▶ [TEXT UNDER STUDY]:
..............................

The probe used for sheep renin mRNA is a partial sheep renin cDNA from coordinates 117–983 cloned into pGEM-T easy (Promega, Madison, WI) and cut with the restriction enzyme EcoR1 to linearize the plasmid in preparation for in vitro transcription. The probe used for sheep AT1 mRNA is a partial sheep AT1 cDNA from coordinates 114–783 cloned into pGEM-T easy (Promega) and cut with the restriction enzyme SpeI to linearize the plasmid in preparation for in vitro transcription. The probe used for sheep AT2 mRNA is a partial sheep AT2 cDNA from coordinates 142–921 cloned into pT7/T3U18 (Ambion, Austin, TX) and cut with the restriction enzyme HindIII to linearize the plasmid in preparation for in vitro transcription.

..............................

▶ [GIVEN DATA]:
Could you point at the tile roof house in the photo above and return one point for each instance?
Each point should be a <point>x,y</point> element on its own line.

..............................

▶ [YOUR INSTRUCTIONS]: Decide whether each statement agrees with the text above on sheep mRNA probes, and answer yes or no with the deciding words of the text quoted: (a) the probe for sheep AT2 mRNA was cloned into pGEM-T easy; (b) the plasmid carrying the sheep renin cDNA was linearized with EcoR1; (c) the partial sheep AT1 cDNA covers coordinates 114–783.

▶ [RESPONSE TO THE EXERCISE]:
(a) No: "cloned into pT7/T3U18 (Ambion, Austin, TX)"
(b) Yes: "cut with the restriction enzyme EcoR1 to linearize the plasmid"
(c) Yes: "a partial sheep AT1 cDNA from coordinates 114–783"